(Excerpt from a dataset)
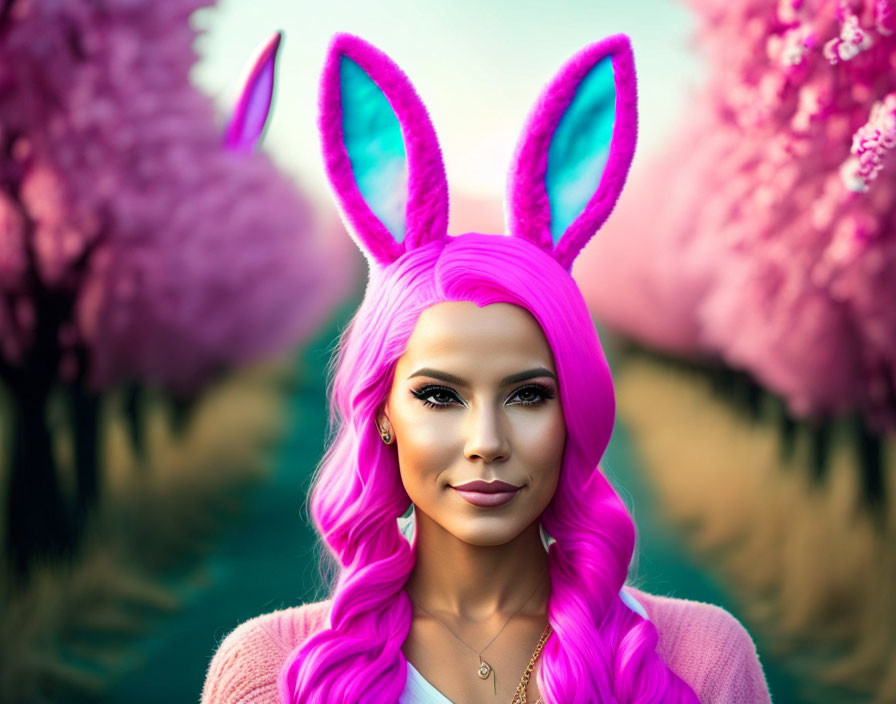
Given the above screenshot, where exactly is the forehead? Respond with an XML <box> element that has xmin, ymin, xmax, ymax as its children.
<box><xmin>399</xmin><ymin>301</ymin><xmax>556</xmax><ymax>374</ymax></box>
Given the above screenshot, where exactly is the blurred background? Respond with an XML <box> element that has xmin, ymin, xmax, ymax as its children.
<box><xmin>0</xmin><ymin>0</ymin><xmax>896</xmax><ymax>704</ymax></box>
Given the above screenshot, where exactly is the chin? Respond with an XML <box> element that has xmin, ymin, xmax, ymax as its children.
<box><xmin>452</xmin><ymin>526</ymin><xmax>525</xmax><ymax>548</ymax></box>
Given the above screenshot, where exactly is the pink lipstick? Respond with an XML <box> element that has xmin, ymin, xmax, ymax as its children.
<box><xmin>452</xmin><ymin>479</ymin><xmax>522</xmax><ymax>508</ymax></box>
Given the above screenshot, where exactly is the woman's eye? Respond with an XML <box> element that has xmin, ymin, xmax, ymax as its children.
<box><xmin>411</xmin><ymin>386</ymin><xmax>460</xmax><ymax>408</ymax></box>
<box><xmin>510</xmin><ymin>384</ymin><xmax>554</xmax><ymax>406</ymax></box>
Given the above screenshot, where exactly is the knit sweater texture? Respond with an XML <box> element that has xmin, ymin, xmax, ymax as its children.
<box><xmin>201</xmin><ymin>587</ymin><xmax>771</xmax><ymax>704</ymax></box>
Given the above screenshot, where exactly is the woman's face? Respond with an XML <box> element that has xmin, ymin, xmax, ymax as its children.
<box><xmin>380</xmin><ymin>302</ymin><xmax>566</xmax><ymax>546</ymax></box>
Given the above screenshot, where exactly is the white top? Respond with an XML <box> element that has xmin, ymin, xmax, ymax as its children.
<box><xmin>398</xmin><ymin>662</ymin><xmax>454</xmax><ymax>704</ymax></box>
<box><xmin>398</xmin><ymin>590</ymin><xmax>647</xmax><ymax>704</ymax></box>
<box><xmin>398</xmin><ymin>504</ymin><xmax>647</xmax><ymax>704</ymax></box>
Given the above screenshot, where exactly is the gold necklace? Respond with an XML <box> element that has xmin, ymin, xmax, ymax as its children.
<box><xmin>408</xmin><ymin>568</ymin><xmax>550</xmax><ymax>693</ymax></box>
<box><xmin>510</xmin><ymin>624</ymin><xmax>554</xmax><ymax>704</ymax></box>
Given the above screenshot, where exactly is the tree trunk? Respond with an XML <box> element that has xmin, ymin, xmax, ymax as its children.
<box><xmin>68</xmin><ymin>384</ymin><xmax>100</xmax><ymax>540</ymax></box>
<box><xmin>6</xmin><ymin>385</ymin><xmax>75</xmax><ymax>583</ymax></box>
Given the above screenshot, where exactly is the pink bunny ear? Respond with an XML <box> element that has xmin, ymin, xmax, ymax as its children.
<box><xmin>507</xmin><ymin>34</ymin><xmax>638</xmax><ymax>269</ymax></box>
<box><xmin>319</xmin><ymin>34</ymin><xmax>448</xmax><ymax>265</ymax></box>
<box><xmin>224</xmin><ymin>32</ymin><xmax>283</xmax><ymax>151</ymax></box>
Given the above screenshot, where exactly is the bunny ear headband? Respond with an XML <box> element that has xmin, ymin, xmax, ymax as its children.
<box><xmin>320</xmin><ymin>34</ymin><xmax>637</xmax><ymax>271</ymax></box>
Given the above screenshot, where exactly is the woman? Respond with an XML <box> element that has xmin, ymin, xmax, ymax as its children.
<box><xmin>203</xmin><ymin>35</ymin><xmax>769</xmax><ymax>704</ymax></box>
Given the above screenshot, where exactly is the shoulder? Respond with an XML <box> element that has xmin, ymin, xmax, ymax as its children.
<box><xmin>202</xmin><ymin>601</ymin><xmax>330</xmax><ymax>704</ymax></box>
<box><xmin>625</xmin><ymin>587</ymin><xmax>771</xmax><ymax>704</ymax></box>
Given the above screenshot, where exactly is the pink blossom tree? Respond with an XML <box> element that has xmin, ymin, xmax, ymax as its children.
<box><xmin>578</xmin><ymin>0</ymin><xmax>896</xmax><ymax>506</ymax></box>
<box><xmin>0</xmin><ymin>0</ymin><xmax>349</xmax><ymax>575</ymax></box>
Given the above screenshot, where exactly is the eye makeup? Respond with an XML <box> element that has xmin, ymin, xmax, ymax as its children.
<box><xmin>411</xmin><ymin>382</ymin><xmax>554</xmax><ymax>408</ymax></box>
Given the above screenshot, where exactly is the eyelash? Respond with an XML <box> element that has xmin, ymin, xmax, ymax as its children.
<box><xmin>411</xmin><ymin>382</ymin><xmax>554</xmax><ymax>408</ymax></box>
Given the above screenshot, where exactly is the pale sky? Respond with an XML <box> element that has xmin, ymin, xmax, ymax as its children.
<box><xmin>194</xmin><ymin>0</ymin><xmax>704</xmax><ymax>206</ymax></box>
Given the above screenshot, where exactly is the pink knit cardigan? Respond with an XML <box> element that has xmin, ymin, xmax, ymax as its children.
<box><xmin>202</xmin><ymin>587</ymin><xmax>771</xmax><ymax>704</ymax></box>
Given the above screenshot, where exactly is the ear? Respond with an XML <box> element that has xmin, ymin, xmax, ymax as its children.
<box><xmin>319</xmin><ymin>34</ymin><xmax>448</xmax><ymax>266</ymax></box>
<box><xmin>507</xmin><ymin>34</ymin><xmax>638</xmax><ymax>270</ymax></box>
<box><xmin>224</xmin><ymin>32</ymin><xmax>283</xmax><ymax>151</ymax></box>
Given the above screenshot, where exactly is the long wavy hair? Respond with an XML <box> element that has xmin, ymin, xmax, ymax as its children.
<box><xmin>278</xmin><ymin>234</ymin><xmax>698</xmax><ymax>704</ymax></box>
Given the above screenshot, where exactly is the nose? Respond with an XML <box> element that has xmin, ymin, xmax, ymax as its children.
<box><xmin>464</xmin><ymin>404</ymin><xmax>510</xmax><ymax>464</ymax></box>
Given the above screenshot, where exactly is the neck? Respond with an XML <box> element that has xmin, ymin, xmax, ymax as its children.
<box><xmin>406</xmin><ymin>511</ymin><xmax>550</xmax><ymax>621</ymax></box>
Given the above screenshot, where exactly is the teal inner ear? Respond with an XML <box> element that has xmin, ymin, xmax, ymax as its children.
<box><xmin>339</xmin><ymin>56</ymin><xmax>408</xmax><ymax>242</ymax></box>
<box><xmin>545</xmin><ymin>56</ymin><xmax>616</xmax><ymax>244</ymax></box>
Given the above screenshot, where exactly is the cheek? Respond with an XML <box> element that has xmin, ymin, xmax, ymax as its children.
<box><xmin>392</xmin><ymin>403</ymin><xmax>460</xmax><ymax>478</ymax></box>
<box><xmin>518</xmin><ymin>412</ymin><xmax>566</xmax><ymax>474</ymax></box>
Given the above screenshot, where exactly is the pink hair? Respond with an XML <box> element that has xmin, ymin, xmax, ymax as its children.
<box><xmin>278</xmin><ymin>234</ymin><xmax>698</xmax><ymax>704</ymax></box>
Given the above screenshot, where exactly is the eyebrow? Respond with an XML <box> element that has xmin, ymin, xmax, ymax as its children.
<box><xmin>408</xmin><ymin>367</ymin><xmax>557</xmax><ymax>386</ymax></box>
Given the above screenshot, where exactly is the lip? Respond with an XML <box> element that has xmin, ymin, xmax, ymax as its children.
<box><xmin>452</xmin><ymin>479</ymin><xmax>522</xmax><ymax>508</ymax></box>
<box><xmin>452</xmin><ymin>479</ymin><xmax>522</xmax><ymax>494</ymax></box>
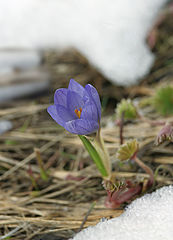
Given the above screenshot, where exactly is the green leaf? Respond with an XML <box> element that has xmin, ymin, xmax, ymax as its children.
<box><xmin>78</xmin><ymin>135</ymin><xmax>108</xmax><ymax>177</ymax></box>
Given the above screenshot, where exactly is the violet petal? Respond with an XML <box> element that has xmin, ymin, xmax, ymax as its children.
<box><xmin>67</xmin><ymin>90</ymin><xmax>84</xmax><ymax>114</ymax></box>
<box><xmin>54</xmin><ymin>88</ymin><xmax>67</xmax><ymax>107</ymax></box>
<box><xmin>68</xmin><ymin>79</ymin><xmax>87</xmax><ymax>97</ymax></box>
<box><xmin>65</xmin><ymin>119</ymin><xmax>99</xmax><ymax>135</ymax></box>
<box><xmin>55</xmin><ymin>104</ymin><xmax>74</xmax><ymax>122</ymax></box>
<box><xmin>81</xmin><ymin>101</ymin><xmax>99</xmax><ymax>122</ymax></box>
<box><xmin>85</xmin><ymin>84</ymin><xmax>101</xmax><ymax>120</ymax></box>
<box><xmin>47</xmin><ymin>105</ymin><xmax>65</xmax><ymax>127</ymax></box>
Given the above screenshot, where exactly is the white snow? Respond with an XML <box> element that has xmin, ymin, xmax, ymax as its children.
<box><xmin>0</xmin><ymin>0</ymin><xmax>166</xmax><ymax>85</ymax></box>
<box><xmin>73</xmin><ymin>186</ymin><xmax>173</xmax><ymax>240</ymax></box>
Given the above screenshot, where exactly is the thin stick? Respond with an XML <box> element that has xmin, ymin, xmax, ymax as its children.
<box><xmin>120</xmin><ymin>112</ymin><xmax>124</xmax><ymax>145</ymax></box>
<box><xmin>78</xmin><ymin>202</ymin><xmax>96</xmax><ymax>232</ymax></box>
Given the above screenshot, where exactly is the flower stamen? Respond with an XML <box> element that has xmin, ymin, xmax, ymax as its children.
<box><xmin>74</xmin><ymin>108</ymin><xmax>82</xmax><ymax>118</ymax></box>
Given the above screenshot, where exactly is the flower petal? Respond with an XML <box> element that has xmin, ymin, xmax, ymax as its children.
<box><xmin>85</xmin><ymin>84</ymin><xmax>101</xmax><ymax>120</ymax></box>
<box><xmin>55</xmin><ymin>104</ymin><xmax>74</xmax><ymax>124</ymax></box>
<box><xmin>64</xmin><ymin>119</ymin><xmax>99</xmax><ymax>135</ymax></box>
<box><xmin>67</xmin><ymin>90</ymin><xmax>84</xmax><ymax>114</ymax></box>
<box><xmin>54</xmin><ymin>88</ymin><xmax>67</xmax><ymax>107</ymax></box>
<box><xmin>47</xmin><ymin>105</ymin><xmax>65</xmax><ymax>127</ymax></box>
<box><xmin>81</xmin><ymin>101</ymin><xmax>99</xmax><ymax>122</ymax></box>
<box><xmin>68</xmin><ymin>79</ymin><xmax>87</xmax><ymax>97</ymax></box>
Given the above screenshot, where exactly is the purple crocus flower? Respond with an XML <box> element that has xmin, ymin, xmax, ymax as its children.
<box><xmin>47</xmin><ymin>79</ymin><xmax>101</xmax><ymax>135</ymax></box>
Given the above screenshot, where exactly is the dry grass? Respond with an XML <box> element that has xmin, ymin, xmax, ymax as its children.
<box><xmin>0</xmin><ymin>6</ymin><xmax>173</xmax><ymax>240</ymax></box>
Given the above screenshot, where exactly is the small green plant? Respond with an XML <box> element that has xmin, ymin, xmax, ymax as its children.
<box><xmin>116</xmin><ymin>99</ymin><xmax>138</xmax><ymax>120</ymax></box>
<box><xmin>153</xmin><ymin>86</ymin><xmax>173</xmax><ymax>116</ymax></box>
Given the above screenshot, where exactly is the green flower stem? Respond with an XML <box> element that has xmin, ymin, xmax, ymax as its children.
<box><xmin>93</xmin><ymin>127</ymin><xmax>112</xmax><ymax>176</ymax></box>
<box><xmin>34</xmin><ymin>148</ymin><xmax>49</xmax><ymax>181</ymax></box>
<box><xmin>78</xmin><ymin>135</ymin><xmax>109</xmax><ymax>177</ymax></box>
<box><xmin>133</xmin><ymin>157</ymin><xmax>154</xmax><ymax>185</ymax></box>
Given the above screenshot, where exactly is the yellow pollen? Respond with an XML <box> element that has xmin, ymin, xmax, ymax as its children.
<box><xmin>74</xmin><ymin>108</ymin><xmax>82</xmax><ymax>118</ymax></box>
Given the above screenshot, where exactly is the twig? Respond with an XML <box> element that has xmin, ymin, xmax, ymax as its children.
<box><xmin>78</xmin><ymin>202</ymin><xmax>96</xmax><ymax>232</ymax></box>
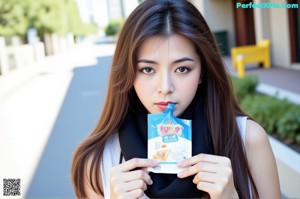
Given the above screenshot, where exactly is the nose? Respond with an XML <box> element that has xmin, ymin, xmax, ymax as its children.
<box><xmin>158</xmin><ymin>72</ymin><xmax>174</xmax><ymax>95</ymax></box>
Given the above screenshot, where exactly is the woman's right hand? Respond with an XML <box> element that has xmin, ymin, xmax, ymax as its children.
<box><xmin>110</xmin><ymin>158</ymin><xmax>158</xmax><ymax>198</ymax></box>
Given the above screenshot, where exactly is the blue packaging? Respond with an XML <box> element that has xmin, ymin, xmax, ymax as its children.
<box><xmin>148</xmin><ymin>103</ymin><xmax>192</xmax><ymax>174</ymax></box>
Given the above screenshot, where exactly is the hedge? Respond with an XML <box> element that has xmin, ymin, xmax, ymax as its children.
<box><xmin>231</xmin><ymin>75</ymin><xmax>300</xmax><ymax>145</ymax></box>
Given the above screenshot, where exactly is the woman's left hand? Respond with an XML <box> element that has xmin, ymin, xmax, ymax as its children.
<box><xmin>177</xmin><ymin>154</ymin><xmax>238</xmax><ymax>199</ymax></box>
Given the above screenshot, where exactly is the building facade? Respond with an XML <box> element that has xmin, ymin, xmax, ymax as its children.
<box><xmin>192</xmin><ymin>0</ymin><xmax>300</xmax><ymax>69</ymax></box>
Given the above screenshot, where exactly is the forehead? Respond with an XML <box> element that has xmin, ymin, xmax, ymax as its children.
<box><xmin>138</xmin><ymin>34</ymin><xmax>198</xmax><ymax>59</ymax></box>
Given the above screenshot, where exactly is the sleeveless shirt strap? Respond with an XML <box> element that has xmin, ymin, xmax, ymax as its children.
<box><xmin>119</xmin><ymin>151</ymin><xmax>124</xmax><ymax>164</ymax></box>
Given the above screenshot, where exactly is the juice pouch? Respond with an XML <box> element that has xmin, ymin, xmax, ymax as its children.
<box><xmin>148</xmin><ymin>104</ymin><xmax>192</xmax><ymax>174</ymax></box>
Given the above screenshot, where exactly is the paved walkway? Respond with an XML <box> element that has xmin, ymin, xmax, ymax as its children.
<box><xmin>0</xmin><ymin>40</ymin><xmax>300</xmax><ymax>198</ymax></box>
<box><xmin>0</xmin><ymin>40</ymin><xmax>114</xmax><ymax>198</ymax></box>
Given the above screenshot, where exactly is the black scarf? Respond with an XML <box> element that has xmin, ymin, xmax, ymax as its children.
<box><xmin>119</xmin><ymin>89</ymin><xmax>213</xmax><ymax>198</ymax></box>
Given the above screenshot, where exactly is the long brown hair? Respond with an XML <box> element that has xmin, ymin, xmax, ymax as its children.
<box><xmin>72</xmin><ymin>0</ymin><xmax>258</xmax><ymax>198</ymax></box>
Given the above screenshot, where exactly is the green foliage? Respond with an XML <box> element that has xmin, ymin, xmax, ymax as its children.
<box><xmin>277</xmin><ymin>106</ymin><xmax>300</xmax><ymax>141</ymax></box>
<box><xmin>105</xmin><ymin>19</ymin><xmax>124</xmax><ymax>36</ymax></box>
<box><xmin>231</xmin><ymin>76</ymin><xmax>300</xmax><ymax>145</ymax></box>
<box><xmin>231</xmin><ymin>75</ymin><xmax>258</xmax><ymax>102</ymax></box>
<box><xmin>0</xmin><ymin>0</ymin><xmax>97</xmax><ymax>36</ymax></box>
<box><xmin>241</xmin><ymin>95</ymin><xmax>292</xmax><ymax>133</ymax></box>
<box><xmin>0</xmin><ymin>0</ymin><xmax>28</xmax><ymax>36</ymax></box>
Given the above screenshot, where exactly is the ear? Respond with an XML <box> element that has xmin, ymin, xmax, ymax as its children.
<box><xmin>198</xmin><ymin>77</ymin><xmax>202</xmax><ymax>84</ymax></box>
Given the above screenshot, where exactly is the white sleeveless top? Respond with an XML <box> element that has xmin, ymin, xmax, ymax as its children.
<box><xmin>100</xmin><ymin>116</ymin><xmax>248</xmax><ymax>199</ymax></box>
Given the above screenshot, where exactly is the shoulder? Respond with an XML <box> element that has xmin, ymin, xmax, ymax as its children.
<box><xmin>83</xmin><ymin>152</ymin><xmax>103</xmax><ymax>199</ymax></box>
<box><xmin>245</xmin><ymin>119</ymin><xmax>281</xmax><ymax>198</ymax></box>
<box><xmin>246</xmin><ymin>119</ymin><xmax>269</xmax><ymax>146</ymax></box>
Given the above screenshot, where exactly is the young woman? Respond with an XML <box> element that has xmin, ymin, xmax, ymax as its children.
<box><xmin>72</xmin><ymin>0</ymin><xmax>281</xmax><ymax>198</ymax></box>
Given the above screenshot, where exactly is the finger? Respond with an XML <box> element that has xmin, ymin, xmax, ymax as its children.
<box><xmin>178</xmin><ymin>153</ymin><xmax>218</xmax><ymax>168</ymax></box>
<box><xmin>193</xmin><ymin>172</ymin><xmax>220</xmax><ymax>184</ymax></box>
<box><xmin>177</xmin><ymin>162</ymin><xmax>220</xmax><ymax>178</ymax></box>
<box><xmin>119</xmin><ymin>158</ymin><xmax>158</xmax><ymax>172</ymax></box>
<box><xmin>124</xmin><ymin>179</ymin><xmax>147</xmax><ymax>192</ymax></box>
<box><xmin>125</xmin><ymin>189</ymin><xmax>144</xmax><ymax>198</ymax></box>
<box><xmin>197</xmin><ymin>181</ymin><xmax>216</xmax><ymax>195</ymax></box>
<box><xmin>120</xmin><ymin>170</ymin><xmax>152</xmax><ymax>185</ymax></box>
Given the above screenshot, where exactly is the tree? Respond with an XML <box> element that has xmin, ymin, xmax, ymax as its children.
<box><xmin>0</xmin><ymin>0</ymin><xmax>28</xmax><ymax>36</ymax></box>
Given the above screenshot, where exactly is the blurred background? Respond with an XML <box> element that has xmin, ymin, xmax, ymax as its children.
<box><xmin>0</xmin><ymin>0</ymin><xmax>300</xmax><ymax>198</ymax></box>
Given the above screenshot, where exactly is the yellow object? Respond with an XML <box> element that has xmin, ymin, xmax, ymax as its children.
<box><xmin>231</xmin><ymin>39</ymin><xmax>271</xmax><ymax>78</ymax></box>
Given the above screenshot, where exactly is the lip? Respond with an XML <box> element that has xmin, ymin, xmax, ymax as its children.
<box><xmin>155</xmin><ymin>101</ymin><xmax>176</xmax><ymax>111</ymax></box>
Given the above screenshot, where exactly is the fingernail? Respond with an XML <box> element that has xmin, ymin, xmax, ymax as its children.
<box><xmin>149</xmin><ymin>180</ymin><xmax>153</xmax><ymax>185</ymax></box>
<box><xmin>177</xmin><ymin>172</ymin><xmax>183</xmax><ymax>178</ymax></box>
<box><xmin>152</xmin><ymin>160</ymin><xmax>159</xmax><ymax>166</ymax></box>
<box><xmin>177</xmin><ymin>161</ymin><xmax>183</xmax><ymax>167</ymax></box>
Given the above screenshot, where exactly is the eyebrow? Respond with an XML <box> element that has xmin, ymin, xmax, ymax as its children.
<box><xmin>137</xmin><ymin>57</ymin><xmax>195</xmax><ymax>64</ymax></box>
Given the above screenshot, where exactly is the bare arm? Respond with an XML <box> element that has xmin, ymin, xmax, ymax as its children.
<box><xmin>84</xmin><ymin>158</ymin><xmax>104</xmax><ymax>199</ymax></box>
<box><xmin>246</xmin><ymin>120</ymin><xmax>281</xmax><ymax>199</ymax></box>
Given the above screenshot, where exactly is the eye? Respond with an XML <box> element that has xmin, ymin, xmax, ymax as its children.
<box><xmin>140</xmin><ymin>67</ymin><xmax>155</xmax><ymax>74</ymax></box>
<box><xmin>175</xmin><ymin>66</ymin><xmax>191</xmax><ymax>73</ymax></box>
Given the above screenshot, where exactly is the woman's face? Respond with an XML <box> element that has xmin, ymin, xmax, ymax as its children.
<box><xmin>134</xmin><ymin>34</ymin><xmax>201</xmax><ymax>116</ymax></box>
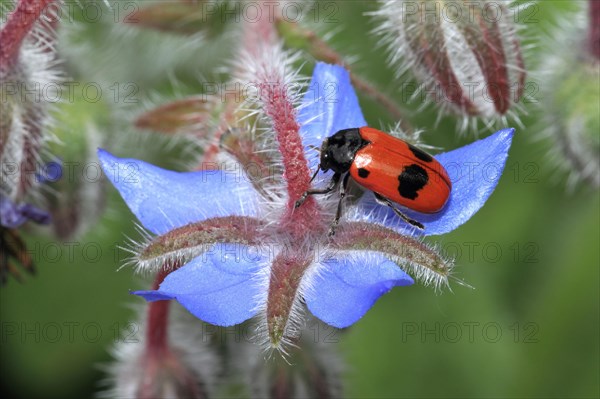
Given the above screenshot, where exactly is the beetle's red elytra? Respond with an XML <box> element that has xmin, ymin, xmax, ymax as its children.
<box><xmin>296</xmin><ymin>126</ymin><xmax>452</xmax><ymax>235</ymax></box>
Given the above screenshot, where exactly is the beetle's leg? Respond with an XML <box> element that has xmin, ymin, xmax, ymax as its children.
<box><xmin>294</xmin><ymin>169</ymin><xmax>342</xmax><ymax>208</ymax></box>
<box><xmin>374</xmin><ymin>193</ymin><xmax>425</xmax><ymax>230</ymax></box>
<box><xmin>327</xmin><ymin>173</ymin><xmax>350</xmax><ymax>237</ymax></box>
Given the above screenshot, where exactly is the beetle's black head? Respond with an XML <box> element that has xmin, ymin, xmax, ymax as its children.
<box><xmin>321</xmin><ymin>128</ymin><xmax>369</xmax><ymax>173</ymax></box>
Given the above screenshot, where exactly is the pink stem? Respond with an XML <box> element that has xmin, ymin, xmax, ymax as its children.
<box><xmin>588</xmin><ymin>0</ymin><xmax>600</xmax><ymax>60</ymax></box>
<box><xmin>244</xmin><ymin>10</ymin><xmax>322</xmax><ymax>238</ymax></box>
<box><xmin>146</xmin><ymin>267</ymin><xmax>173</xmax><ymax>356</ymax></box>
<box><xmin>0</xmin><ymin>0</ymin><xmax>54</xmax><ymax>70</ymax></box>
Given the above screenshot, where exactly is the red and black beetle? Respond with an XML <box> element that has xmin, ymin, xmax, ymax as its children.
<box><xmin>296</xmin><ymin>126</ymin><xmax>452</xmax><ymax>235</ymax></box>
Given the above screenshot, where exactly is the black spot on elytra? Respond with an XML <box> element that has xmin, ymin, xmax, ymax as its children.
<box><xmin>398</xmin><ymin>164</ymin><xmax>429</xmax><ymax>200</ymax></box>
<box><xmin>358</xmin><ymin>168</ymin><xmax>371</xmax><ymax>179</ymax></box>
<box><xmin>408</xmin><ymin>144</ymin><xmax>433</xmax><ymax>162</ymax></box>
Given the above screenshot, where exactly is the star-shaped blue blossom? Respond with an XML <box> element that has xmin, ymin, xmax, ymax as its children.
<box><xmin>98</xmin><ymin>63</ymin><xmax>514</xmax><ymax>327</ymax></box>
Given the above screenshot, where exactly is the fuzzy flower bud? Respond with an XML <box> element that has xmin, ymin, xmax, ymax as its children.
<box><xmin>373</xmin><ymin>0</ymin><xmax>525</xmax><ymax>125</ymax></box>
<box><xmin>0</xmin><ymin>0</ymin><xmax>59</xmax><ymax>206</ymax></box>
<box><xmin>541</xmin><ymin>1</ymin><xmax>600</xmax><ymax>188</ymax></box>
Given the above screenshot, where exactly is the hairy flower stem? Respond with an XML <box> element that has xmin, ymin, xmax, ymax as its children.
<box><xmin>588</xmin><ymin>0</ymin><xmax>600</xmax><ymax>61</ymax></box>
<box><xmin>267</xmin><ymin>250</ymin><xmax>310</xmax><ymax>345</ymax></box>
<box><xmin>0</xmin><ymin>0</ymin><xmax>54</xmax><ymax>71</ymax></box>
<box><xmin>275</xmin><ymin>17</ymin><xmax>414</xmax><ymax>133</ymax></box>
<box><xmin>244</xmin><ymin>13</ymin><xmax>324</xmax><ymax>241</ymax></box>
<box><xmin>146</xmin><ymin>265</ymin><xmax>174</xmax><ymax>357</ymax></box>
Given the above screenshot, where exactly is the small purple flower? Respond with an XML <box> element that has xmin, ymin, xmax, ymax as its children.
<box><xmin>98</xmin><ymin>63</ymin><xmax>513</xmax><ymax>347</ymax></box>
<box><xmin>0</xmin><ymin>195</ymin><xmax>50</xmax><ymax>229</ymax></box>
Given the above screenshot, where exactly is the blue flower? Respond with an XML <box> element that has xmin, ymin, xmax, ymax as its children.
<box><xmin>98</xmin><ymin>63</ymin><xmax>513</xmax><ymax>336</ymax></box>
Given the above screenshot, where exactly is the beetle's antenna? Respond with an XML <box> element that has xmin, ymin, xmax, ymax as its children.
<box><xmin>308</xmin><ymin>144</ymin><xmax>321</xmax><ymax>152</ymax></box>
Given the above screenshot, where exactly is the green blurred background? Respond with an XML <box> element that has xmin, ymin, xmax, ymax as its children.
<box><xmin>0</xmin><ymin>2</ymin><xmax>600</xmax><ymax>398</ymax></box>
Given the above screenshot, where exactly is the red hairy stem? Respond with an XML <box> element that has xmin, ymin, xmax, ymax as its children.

## Task to complete
Copy the data from the line that has "Given the above screenshot, where exactly is the small purple" to the end, swapping "flower" for "blossom" and leaving everything else unchanged. Give only those lines.

## Correct output
Given the above screenshot, where exactly is the small purple blossom? Respond with an XML <box> element that has xmin, ymin, xmax, ymax as its children.
<box><xmin>98</xmin><ymin>63</ymin><xmax>513</xmax><ymax>347</ymax></box>
<box><xmin>0</xmin><ymin>195</ymin><xmax>50</xmax><ymax>229</ymax></box>
Given the above screenshot, where exactly is the blue blossom? Respond with an XML <box> element that has xmin, ymin, xmax, ymax as its children.
<box><xmin>98</xmin><ymin>63</ymin><xmax>513</xmax><ymax>336</ymax></box>
Given the above screenshot, where exactly is the beetle's antenna? Respond with an XML <box> element that has xmin, ymin, xmax, ymax as its children.
<box><xmin>308</xmin><ymin>144</ymin><xmax>321</xmax><ymax>152</ymax></box>
Given the above screenshot, where exactly is the green blurred background? Respond with an XML <box> element that has xmin, ymin, xmax, ymax as its children.
<box><xmin>0</xmin><ymin>2</ymin><xmax>600</xmax><ymax>398</ymax></box>
Given the above screenshot, where exactly is the red hairy stem? Respond with an XML <box> element that has xmin, ymin, xmax, ymax as its children.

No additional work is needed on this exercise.